* [Try it] Lines in the entries below where the word "grass" shows up should each be copied.

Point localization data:
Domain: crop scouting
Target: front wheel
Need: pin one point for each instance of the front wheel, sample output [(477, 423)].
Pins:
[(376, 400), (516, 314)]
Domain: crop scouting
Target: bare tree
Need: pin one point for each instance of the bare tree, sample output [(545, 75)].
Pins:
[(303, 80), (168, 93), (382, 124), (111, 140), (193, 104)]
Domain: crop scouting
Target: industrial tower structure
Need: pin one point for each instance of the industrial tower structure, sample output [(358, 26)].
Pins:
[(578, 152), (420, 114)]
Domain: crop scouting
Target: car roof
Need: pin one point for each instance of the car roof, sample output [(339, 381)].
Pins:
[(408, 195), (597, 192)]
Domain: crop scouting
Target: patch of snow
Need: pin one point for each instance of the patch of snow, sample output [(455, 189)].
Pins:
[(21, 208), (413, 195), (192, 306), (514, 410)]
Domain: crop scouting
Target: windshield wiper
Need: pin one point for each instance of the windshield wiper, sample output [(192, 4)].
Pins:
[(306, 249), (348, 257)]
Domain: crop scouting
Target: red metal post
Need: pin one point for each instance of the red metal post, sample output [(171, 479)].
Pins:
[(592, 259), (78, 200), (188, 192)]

==

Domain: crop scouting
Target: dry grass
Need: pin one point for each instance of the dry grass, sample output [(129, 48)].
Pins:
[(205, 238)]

* [Answer for the task]
Target: dry grass
Need: pin one point for each instance of the dry grass, sample output [(129, 48)].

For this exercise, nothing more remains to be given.